• [Excerpted text]:
The term superficial comes from the Latin word superficialis meaning,  “not deep, or without thorough understanding.” We use this term all the time – mainly to challenge ideas that aren’t fully formed, reasoning that isn’t complete, or people who put a premium on appearance over personality.

Typically, we reject superficiality in this context. The implied reason is that there has to be something deeper below the surface in order to drive connection and understanding. As a single example of this in practice, when we view works of art, we’ll appreciate the way it looks, but equally try to dig into the artist’s motivations, experiences, or history to round out our understanding of their piece.

A brand is no different. All too often, companies will put a premium on the visual development of their brand. Yes, a good “look” is important. And further, it’s fun to tangibly see things coming to life. It’s easy for that excitement to cause shift focus from strategic progress towards further visual development… things like decorating the office, making swag, and presentation templates. These all are outward statements about your brand.

But if the efforts stop at the visual – or worse, becomes hyper-focused there – the resulting customer experience will end up being highly superficial. Customers will see the product and perhaps think it looks cool, but it will fail to understand what it stands for. And worse, it risks driving customers away because once they start to dig below the surface, they’ll know you can’t back up the statement these visuals attempt to make.

Or, to simplify the above – you’re brand will ring hollow, and trust with the consumer is lost.

(Point labeling examples)
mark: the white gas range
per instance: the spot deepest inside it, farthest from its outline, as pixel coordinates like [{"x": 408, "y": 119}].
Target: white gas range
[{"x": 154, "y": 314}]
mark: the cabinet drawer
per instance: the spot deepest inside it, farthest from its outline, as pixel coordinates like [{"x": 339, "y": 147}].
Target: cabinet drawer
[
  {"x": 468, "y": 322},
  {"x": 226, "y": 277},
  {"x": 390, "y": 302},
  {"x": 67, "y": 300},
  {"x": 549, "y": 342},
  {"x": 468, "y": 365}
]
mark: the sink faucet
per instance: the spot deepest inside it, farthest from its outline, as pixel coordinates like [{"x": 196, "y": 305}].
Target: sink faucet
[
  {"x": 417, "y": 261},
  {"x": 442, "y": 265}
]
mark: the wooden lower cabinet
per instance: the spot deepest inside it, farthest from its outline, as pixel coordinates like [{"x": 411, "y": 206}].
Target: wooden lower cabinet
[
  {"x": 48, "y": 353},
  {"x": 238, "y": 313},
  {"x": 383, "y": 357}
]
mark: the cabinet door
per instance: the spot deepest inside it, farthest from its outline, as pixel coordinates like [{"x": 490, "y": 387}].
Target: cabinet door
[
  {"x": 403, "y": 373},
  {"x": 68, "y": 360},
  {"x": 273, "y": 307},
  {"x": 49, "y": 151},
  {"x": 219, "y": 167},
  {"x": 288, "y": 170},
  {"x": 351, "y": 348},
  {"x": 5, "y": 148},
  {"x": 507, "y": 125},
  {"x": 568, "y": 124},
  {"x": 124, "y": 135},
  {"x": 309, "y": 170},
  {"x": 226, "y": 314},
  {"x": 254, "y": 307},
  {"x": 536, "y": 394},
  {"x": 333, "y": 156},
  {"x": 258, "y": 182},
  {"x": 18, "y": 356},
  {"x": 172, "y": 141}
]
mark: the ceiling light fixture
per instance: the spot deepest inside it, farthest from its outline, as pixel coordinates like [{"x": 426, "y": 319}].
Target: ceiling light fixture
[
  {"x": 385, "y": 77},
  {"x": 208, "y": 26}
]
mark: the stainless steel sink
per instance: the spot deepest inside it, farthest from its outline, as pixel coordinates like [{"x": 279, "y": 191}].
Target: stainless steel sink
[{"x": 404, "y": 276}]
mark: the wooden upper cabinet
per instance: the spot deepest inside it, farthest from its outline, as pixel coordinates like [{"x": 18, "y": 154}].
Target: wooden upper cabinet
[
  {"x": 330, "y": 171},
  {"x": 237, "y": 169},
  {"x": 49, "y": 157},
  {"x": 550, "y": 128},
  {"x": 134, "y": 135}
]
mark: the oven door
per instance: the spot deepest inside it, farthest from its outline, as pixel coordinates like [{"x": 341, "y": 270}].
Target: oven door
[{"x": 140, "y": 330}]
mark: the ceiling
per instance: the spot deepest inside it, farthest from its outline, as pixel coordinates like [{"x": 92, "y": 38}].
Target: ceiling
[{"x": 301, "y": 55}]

• [Task requirements]:
1. Summarize the text on superficial branding in two sentences.
2. Reproduce word for word the part of the text on superficial branding starting at "The term superficial" and ending at "appearance over personality.".
3. Write what comes next in the text on superficial branding, picking up after its final sentence.

• [Answers to the exercises]:
1. The word superficial, from the Latin superficialis, means "not deep, or without thorough understanding," and people usually reject superficiality because they expect something deeper below the surface to drive connection and understanding. A brand whose efforts stop at its visual look, or become hyper-focused there, gives customers a superficial experience and risks driving them away once they dig below the surface, so the brand rings hollow and consumer trust is lost.

2.
The term superficial comes from the Latin word superficialis meaning,  “not deep, or without thorough understanding.” We use this term all the time – mainly to challenge ideas that aren’t fully formed, reasoning that isn’t complete, or people who put a premium on appearance over personality.

3.
Complete brands need to be well-rounded both in every aspect of communication. The values you uphold. How you communicate them. The customer experience. The unique expertise you offer.  All of these and more are what ultimately is the soul behind your brand. Visualization is an important part. But at it’s best, the visualization is merely equal to these.

So, how to do this. Soon I’ll be publishing a follow up to my article About Authenticity…It’s Dead. We’ll dive into the subject matter about how to build a brand that stands for something. Yes, visuals are a part of this along the way. But by priority, they come after developing a mission; after establishing the values the company will uphold; after studying the market to understand what your brand’s unique position is within the landscape; and after determining exactly how to communicate all of this to the world. Visuals are simply one means of that communication. And if there’s nothing driving that communication, then all you’ve crafted is a shallow, disconnected visual. It’s art with no reason. It’s purely superficial.

So ask yourself…is your brand superficial? Have you placed too much emphasis on the visual aspects of your brand?

Also published on Medium.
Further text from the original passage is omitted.